* **Task**
Could you restate every record below word for word?

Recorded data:
*** Begin section ***
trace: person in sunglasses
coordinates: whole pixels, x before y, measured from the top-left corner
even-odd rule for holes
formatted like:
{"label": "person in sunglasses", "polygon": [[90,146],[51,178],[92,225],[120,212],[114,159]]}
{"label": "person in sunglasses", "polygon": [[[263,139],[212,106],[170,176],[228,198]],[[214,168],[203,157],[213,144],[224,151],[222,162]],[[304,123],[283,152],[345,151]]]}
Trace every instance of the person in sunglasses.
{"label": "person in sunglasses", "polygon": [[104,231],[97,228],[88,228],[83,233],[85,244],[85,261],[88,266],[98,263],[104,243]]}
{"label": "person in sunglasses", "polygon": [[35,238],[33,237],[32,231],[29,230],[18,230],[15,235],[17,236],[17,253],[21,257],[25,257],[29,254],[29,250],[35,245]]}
*** End section ***
* **Result of the exercise**
trace: person in sunglasses
coordinates: whole pixels, x before y, measured from the top-left corner
even-odd rule for holes
formatted like:
{"label": "person in sunglasses", "polygon": [[90,146],[51,178],[92,225],[120,212],[114,159]]}
{"label": "person in sunglasses", "polygon": [[[263,139],[212,106],[170,176],[228,198]],[[214,168],[203,157],[213,144],[224,151],[222,162]],[[304,123],[283,152],[345,151]]]}
Trace every instance of the person in sunglasses.
{"label": "person in sunglasses", "polygon": [[104,231],[97,228],[88,228],[83,233],[85,244],[85,261],[88,266],[98,263],[104,243]]}
{"label": "person in sunglasses", "polygon": [[35,238],[33,237],[32,231],[29,230],[18,230],[15,235],[17,236],[17,253],[21,257],[25,257],[29,254],[29,250],[35,245]]}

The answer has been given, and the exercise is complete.